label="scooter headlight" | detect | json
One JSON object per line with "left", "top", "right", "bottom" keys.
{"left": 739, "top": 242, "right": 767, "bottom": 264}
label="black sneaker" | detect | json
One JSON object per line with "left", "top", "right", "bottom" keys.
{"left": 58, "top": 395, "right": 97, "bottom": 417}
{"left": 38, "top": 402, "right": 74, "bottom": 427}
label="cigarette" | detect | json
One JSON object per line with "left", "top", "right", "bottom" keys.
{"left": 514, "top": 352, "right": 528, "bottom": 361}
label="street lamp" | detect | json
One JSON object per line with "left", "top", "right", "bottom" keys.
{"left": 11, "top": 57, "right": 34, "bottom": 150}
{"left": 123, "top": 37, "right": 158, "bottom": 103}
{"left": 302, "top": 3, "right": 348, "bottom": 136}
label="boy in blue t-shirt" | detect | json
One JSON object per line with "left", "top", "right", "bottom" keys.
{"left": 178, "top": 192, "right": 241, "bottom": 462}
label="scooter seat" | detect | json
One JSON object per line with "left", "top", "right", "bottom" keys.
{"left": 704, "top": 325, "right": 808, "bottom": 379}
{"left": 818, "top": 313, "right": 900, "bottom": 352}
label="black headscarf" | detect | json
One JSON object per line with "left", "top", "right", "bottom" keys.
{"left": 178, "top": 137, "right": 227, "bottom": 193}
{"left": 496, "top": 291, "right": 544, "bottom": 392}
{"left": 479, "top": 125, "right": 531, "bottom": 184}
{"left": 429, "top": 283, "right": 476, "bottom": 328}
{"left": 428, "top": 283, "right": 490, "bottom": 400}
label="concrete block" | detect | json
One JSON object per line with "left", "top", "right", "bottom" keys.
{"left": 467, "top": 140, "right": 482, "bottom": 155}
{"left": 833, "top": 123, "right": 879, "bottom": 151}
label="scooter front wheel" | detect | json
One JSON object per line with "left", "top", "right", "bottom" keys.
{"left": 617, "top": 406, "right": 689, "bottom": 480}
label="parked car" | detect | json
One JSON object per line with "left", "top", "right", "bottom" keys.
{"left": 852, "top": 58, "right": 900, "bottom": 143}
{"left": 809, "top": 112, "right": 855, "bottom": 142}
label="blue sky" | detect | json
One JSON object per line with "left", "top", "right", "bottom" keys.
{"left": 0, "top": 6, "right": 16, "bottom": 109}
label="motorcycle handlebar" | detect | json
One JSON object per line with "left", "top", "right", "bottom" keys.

++++++++++++++++++++

• **WHAT THE EXERCISE ASKS**: Everything in the listing should be given again word for word.

• **FINAL ANSWER**:
label="scooter headlight" | detect | json
One JSON object per line with "left", "top", "right", "bottom" keys.
{"left": 739, "top": 242, "right": 767, "bottom": 264}
label="black sneaker" | detect | json
One JSON object per line with "left", "top", "right", "bottom" keys.
{"left": 58, "top": 395, "right": 97, "bottom": 417}
{"left": 38, "top": 402, "right": 74, "bottom": 427}
label="cigarette" | detect | json
One JSON object per line with "left", "top", "right", "bottom" keys.
{"left": 514, "top": 352, "right": 528, "bottom": 361}
label="street lamp" | detect | json
One JSON object per line with "left", "top", "right", "bottom" keys.
{"left": 11, "top": 57, "right": 34, "bottom": 150}
{"left": 123, "top": 37, "right": 158, "bottom": 103}
{"left": 302, "top": 3, "right": 348, "bottom": 136}
label="boy in blue t-shirt" | detect | json
One JSON object per line with "left", "top", "right", "bottom" keys.
{"left": 178, "top": 192, "right": 241, "bottom": 462}
label="scooter seat" | detect | json
One JSON object per line with "left", "top", "right", "bottom" keys.
{"left": 704, "top": 325, "right": 808, "bottom": 379}
{"left": 818, "top": 313, "right": 900, "bottom": 352}
label="black headscarf" | detect | json
One JSON object per line with "left", "top", "right", "bottom" keys.
{"left": 178, "top": 137, "right": 227, "bottom": 193}
{"left": 496, "top": 291, "right": 544, "bottom": 392}
{"left": 479, "top": 125, "right": 531, "bottom": 184}
{"left": 429, "top": 283, "right": 476, "bottom": 328}
{"left": 428, "top": 283, "right": 490, "bottom": 400}
label="concrete block" | detect | json
One JSON object per line with "left", "top", "right", "bottom" keys.
{"left": 467, "top": 140, "right": 482, "bottom": 155}
{"left": 833, "top": 123, "right": 879, "bottom": 151}
label="scooter front wheel" | detect | json
One JSON object per line with "left", "top", "right", "bottom" keys.
{"left": 617, "top": 406, "right": 689, "bottom": 480}
label="parked car" | detect | json
One JSON object per line with "left", "top", "right", "bottom" keys.
{"left": 852, "top": 58, "right": 900, "bottom": 143}
{"left": 809, "top": 112, "right": 855, "bottom": 142}
label="blue sky" | detect | json
One JSON object per line with "left", "top", "right", "bottom" keys.
{"left": 0, "top": 6, "right": 16, "bottom": 109}
label="motorcycle handlebar" | detect | json
One JSON object per line with "left", "top", "right", "bottom" keys.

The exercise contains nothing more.